:: Exercise data

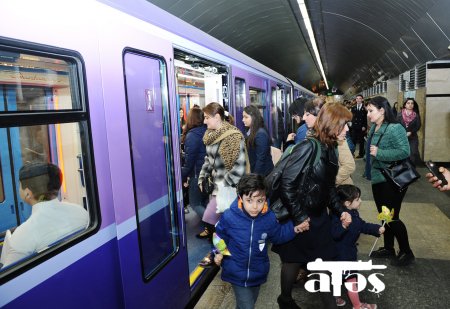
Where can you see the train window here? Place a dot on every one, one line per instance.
(2, 191)
(34, 78)
(240, 101)
(152, 159)
(258, 98)
(240, 95)
(46, 177)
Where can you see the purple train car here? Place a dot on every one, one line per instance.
(95, 87)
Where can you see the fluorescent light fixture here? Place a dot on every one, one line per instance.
(307, 21)
(190, 76)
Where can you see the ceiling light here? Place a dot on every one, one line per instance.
(307, 21)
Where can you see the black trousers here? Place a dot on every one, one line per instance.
(358, 138)
(384, 194)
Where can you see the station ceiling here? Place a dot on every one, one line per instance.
(360, 42)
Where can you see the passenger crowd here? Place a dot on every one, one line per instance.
(316, 188)
(229, 177)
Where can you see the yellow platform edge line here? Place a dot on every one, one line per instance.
(195, 274)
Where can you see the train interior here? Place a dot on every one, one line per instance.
(198, 82)
(32, 83)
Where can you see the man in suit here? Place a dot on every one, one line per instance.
(359, 125)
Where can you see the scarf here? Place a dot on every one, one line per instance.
(407, 119)
(229, 146)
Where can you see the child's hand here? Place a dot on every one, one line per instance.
(346, 219)
(218, 259)
(304, 226)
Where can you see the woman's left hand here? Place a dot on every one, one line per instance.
(304, 226)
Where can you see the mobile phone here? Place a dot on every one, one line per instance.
(434, 169)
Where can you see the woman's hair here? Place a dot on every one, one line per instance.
(194, 119)
(416, 106)
(257, 122)
(251, 183)
(312, 107)
(42, 178)
(297, 108)
(381, 102)
(214, 108)
(330, 121)
(348, 193)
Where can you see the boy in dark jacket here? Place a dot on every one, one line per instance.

::::

Written request ▸ From the records given above, reproduce all text exactly and exclude each picture.

Worked answer ▸
Where can you see the train window here? Place a dot on every one, one line per instance.
(2, 191)
(34, 78)
(240, 101)
(152, 159)
(258, 98)
(240, 95)
(46, 177)
Where can you see the purple train car here? Place a dot on every one, one line per instance.
(95, 87)
Where can you see the fluorescent light fixture here? Place a dot on every one, one line per instance.
(307, 21)
(190, 76)
Where can you see the ceiling light here? Place a dot on every one, one line per instance.
(307, 21)
Where can you see the black trousers here? Place a dot on every one, one line per instance.
(358, 138)
(384, 194)
Where can you see the station ceiling here? Place a dot on every one, one line per instance.
(360, 42)
Where can you see the passenger crowd here? Place a dot on every one, one line per instance.
(316, 188)
(229, 177)
Where can you see the yellow platform edge line here? Place a dot on every one, one line per instance.
(195, 274)
Where can you see the train interior here? Place a dot on every one, one line per instance.
(198, 82)
(32, 83)
Where can you see the man in suit here? Place a dot on every one, one line per instance.
(359, 125)
Where can you see the scarf here? Place a dot on every one, one line per instance.
(407, 119)
(229, 146)
Where can you see the child's hand here? Place a dot on every one, one line per instance.
(346, 219)
(218, 259)
(304, 226)
Where can you see the woman's left hand here? Place a dot on every one, one line per instance.
(304, 226)
Where can you see the mobile phone here? Place a dot on every one, one line per instance.
(434, 169)
Where can you see the woman's hair here? Place a dot on every one, one line per instance.
(194, 119)
(416, 106)
(257, 122)
(251, 183)
(312, 107)
(42, 178)
(297, 108)
(381, 102)
(214, 108)
(330, 121)
(348, 193)
Where can you see the boy in dark jacket here? Place a dot on every one, one line per instance.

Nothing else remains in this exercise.